原文节选:
= = = = =

【Scala四】分析Spark源代码总结的Scala语法二

本文解析了Spark中RDD的Some操作及其实现原理,探讨了PairRDDFunctions中的self变量作用,并详细解释了ShuffledRDD的继承机制及Scala单例对象的使用方法。此外,还介绍了Scala中的ClassTag应用和方法调用的特殊语法。
摘要由CSDN通过智能技术生成

1. Some操作

 

在下面的代码中,使用了Some操作:if (self.partitioner == Some(partitioner)),那么Some(partitioner)表示什么含义?首先partitioner是方法combineByKey传入的变量,

Some的文档说明:

 

/** Class `Some[A]` represents existing values of type
 *  `A`.
 *
 *  @author  Martin Odersky
 *  @version 1.0, 16/07/2003
 */
final case class Some[+A](x: A) extends Option[A] {
  def isEmpty = false
  def get = x
}

 

Some(partitioner)表达什么含义?它是Some类型的对象,包装了partitioner对象。self是RDD的partitioner属性,它是Option类型.

 

Some(partitioner) == Some(partitioner)为true

Option(partitioner) == Some(partitioner)为false

 

 

  /**
   * Generic function to combine the elements for each key using a custom set of aggregation
   * functions. Turns an RDD[(K, V)] into a result of type RDD[(K, C)], for a "combined type" C
   * Note that V and C can be different -- for example, one might group an RDD of type
   * (Int, Int) into an RDD of type (Int, Seq[Int]). Users provide three functions:
   *
   * - `createCombiner`, which turns a V into a C (e.g., creates a one-element list)

= = = = =

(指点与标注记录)
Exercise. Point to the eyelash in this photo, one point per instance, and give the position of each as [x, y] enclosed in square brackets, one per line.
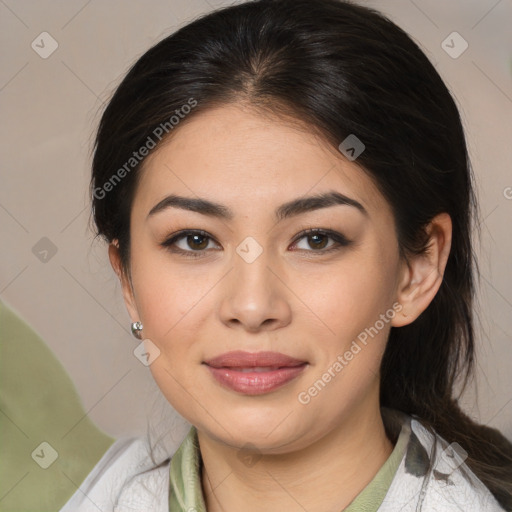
[340, 241]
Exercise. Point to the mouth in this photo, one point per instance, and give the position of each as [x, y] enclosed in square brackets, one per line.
[251, 374]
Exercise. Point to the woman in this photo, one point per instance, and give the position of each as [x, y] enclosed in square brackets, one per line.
[286, 192]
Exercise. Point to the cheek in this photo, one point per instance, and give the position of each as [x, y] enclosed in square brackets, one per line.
[349, 296]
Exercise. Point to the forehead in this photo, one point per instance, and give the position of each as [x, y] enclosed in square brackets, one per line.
[235, 155]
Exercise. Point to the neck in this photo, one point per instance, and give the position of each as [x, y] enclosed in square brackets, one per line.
[325, 476]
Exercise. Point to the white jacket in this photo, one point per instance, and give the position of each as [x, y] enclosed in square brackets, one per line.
[431, 477]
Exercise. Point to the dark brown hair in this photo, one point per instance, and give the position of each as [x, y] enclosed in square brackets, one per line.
[342, 69]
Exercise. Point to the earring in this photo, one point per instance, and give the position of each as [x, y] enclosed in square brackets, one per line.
[136, 328]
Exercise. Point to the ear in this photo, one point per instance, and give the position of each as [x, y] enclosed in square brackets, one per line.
[422, 275]
[129, 300]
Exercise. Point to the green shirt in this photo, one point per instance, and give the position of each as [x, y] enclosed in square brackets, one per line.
[185, 475]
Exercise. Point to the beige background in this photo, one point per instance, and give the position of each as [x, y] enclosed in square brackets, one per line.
[50, 108]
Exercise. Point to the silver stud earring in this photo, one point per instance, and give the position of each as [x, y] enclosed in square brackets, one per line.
[136, 328]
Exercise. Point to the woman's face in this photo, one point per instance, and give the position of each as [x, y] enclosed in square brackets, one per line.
[253, 283]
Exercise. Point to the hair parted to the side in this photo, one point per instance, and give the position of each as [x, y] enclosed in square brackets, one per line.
[341, 69]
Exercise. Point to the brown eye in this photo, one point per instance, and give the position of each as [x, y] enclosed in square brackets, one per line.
[317, 240]
[188, 242]
[197, 241]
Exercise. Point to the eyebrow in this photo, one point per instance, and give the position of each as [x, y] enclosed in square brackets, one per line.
[286, 210]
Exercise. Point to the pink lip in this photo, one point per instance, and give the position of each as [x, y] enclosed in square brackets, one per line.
[227, 370]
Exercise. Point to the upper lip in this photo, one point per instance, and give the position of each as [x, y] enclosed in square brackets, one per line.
[241, 359]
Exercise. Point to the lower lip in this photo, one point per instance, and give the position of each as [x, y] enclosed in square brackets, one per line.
[256, 383]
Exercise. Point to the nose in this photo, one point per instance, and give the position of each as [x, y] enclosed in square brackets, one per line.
[255, 296]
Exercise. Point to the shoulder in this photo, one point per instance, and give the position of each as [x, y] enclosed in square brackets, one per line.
[125, 478]
[433, 476]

= = = = =

简短任务 1: 请把原文节选摘要里的这句话译成英文:"本文解析了Spark中RDD的Some操作及其实现原理,探讨了PairRDDFunctions中的self变量作用,并详细解释了ShuffledRDD的继承机制及Scala单例对象的使用方法。"
简短任务 2: 这篇讲Spark源码里Scala语法的文章停在了最后一行,请从那里往下续写。

书面回答 1: This article analyzes the Some operation on RDDs in Spark and its implementation principle, explores the role of the self variable in PairRDDFunctions, and explains in detail the inheritance mechanism of ShuffledRDD and how Scala singleton objects are used.

书面回答 2:
   * - `mergeValue`, to merge a V into a C (e.g., adds it to the end of a list)
   * - `mergeCombiners`, to combine two C's into a single one.
   *
   * In addition, users can control the partitioning of the output RDD, and whether to perform
   * map-side aggregation (if a mapper can produce multiple items with the same key).
   */
  def combineByKey[C](createCombiner: V => C,
      mergeValue: (C, V) => C,
      mergeCombiners: (C, C) => C,
      partitioner: Partitioner,
      mapSideCombine: Boolean = true,
      serializer: Serializer = null): RDD[(K, C)] = {
    require(mergeCombiners != null, "mergeCombiners must be defined") // required as of Spark 0.9.0
    if (keyClass.isArray) {
      if (mapSideCombine) { //对于array keys,不能使用 map-side combining
        throw new SparkException("Cannot use map-side combining with array keys.")
      }
      if (partitioner.isInstanceOf[HashPartitioner]) {//对于array keys,不能使用默认的HashPartioner
        throw new SparkException("Default partitioner cannot partition array keys.")
      }
    }
    val aggregator = new Aggregator[K, V, C](createCombiner, mergeValue, mergeCombiners)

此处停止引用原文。